• **EXERCISE AIM**: Rewrite all the rows below, changing every "Report" to "Return" and leaving everything else untouched.

[Dataset entries]

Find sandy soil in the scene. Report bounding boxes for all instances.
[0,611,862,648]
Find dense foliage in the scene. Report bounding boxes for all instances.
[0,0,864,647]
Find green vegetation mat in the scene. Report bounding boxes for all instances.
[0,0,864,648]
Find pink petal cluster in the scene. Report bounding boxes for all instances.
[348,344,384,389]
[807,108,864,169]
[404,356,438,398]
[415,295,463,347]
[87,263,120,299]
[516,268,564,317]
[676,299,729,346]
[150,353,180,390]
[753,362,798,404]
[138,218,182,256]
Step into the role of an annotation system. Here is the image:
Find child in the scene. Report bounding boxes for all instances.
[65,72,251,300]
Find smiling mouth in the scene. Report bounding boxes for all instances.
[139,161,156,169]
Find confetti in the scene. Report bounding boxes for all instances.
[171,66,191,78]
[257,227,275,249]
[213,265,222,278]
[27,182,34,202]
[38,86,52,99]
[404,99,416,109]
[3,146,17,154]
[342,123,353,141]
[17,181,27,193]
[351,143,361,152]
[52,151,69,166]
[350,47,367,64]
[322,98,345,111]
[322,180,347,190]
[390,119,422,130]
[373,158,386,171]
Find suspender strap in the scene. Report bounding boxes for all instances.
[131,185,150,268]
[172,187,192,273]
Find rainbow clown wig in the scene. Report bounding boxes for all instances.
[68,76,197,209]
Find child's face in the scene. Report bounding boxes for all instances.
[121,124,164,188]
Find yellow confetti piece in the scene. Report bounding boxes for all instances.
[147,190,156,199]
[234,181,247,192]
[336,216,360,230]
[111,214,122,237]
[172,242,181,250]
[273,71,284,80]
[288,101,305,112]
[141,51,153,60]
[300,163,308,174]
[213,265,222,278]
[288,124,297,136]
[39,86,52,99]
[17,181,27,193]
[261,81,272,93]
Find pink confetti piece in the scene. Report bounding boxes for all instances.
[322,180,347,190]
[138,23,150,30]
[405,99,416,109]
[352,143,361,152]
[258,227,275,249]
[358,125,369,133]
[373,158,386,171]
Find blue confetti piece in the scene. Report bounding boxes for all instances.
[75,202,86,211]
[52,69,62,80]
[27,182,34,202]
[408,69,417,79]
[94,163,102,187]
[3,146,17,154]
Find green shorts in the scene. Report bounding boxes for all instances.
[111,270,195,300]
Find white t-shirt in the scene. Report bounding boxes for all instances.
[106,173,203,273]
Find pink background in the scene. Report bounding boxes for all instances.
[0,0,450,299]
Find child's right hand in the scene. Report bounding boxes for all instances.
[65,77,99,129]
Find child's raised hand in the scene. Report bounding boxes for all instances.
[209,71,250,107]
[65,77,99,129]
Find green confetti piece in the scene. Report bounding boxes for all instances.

• **COMPLETED EXERCISE**:
Find sandy soil in the scene. Return bounding boxes for all instances.
[0,611,862,648]
Find dense foliage in the scene. Return bounding boxes for all instances.
[0,0,864,647]
Find green vegetation mat in the scene. Return bounding boxes for all instances.
[0,0,864,648]
Find pink petal cluster in the scene. Return bounding boxes for all instances.
[348,344,384,389]
[807,108,864,169]
[404,356,438,398]
[415,295,463,347]
[87,263,120,299]
[516,268,564,317]
[676,299,729,346]
[150,353,180,390]
[753,362,798,404]
[138,218,182,256]
Step into the role of an annotation system. Here is the image:
Find child in the scene. Return bounding boxes for all instances.
[65,72,251,300]
Find smiling mouth in the scene. Return bounding boxes for all instances.
[139,161,156,169]
Find confetti in the scene. Return bounding boxes for all instances.
[171,66,191,78]
[257,227,275,249]
[213,265,222,278]
[27,182,34,202]
[38,86,52,99]
[404,99,416,109]
[3,146,17,154]
[342,123,353,141]
[17,181,27,193]
[351,143,361,152]
[52,151,69,166]
[350,47,367,64]
[322,98,345,111]
[322,180,347,190]
[390,119,422,130]
[373,158,386,171]
Find suspender strap in the scene. Return bounding boxes for all instances.
[131,185,150,268]
[172,187,192,273]
Find rainbow clown wig in the scene. Return bounding boxes for all instances.
[68,76,197,209]
Find child's face in the scene. Return bounding boxes for all instances.
[121,124,164,188]
Find yellow confetti piece in the scene. Return bounding boxes for all instances.
[147,190,156,199]
[234,181,247,192]
[336,216,360,230]
[111,214,122,237]
[172,242,181,250]
[273,71,284,80]
[288,101,305,112]
[141,51,153,60]
[300,163,308,174]
[213,265,222,278]
[288,124,297,136]
[39,86,52,99]
[17,181,27,193]
[261,81,272,93]
Find pink confetti piece in the scene. Return bounding boxes for all instances.
[322,180,347,190]
[138,23,150,30]
[405,99,416,109]
[352,143,361,152]
[258,227,275,249]
[358,125,369,133]
[373,158,386,171]
Find blue confetti piece in the scene. Return bounding boxes for all instances.
[75,202,86,211]
[52,69,62,80]
[27,182,34,202]
[408,69,417,79]
[94,163,102,187]
[3,146,17,154]
Find green shorts in the scene. Return bounding boxes for all instances.
[111,270,195,300]
Find white t-shirt in the scene. Return bounding boxes for all instances.
[106,173,203,273]
Find pink background in the scene. Return bounding boxes for all instances.
[0,0,450,299]
Find child's right hand in the scene. Return bounding boxes for all instances.
[65,77,99,129]
Find child's raised hand in the scene. Return bounding boxes for all instances.
[209,71,250,107]
[65,77,99,129]
Find green confetti piece in the scene. Return bounding boxes for all instances.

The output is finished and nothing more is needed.